▶ **WHAT THE EXERCISE ASKS**: Return each of the entries below precisely, with no pictures in the result.
· · · · · · ·
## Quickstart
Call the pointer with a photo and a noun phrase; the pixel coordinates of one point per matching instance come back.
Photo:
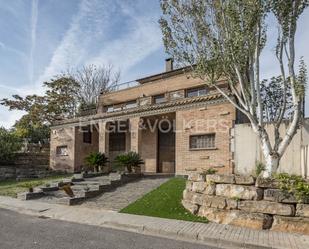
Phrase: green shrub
(130, 161)
(95, 160)
(259, 168)
(295, 185)
(10, 143)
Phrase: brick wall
(216, 119)
(77, 150)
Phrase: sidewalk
(211, 234)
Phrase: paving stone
(291, 224)
(267, 207)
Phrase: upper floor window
(159, 99)
(62, 150)
(110, 108)
(195, 92)
(205, 141)
(130, 104)
(87, 135)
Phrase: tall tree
(60, 101)
(93, 80)
(224, 39)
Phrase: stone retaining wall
(26, 165)
(245, 201)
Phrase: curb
(211, 234)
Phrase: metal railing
(122, 86)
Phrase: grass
(12, 187)
(164, 202)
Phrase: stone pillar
(135, 134)
(103, 137)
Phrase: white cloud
(131, 48)
(143, 38)
(34, 20)
(72, 50)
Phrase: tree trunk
(271, 165)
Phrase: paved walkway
(222, 236)
(122, 196)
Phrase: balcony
(122, 86)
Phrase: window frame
(159, 96)
(87, 136)
(59, 148)
(213, 147)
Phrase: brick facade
(217, 119)
(198, 115)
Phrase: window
(195, 92)
(62, 150)
(110, 108)
(87, 135)
(206, 141)
(159, 99)
(117, 141)
(130, 104)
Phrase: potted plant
(131, 161)
(96, 161)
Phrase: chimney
(169, 64)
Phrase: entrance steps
(83, 188)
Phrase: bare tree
(94, 80)
(223, 39)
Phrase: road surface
(27, 232)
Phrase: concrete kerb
(211, 234)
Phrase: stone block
(214, 202)
(291, 224)
(244, 180)
(189, 185)
(210, 189)
(193, 197)
(193, 208)
(198, 187)
(239, 191)
(302, 210)
(266, 183)
(220, 178)
(231, 204)
(277, 195)
(236, 217)
(196, 177)
(267, 207)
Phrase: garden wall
(245, 201)
(26, 165)
(247, 150)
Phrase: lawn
(164, 202)
(13, 187)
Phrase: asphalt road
(26, 232)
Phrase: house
(171, 119)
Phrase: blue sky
(41, 38)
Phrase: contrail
(34, 20)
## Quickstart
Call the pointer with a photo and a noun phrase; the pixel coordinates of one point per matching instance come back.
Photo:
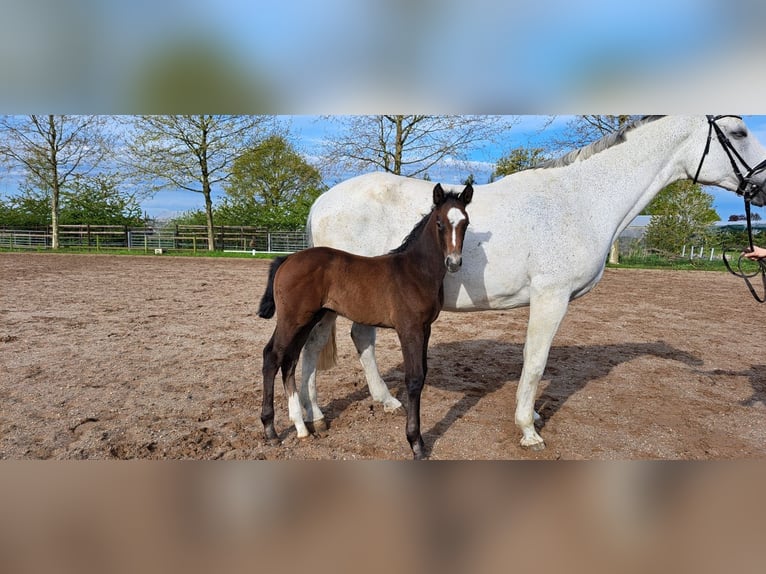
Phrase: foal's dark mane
· · · · · · ·
▶ **EXERCISE RESULT**:
## Quickstart
Call the pointer with a photo and a noun phrase; the pixel coordinates of one point per matching instance come back.
Photo:
Phrase: green shrub
(130, 161)
(95, 160)
(259, 168)
(295, 185)
(10, 143)
Phrase: brick wall
(216, 119)
(77, 150)
Phrase: sidewalk
(211, 234)
Phrase: paving stone
(291, 224)
(267, 207)
Phrase: upper floor window
(159, 99)
(62, 150)
(110, 108)
(195, 92)
(205, 141)
(130, 104)
(87, 135)
Phrase: tall tree
(60, 101)
(93, 80)
(224, 39)
Phrase: stone retaining wall
(26, 165)
(245, 201)
Phrase: curb
(211, 234)
Phrase: metal railing
(122, 86)
Phrase: grass
(12, 187)
(164, 202)
Phrase: stone pillar
(135, 134)
(103, 137)
Phrase: white cloud
(131, 48)
(143, 38)
(34, 20)
(72, 50)
Phrase: tree trunk
(271, 165)
Phrase: paved walkway
(222, 236)
(122, 196)
Phrase: balcony
(122, 86)
Phrase: window frame
(159, 96)
(87, 136)
(59, 148)
(213, 147)
Phrase: brick facade
(217, 119)
(198, 115)
Phrase: window
(195, 92)
(62, 150)
(110, 108)
(87, 135)
(206, 141)
(159, 99)
(117, 141)
(130, 104)
Phrase: potted plant
(131, 161)
(96, 161)
Phrase: chimney
(169, 64)
Phrase: entrance steps
(83, 188)
Phrase: bare tree
(94, 80)
(223, 39)
Phrase: road surface
(27, 232)
Phrase: concrete kerb
(211, 234)
Phrase: stone block
(214, 202)
(291, 224)
(244, 180)
(189, 185)
(210, 189)
(193, 197)
(193, 208)
(198, 187)
(239, 191)
(302, 210)
(266, 183)
(220, 178)
(231, 204)
(277, 195)
(236, 217)
(196, 177)
(267, 207)
Phrase: garden wall
(245, 201)
(26, 165)
(247, 150)
Phrase: lawn
(164, 202)
(13, 187)
Phrase: asphalt road
(26, 232)
Phrase: house
(171, 119)
Phrase: blue sky
(41, 38)
Phrase: contrail
(34, 20)
## Quickstart
Call the pointer with a photo and a noun phrase; the pixel coordinates of one point per matching instance come back.
Photo:
Phrase: foal's dark mane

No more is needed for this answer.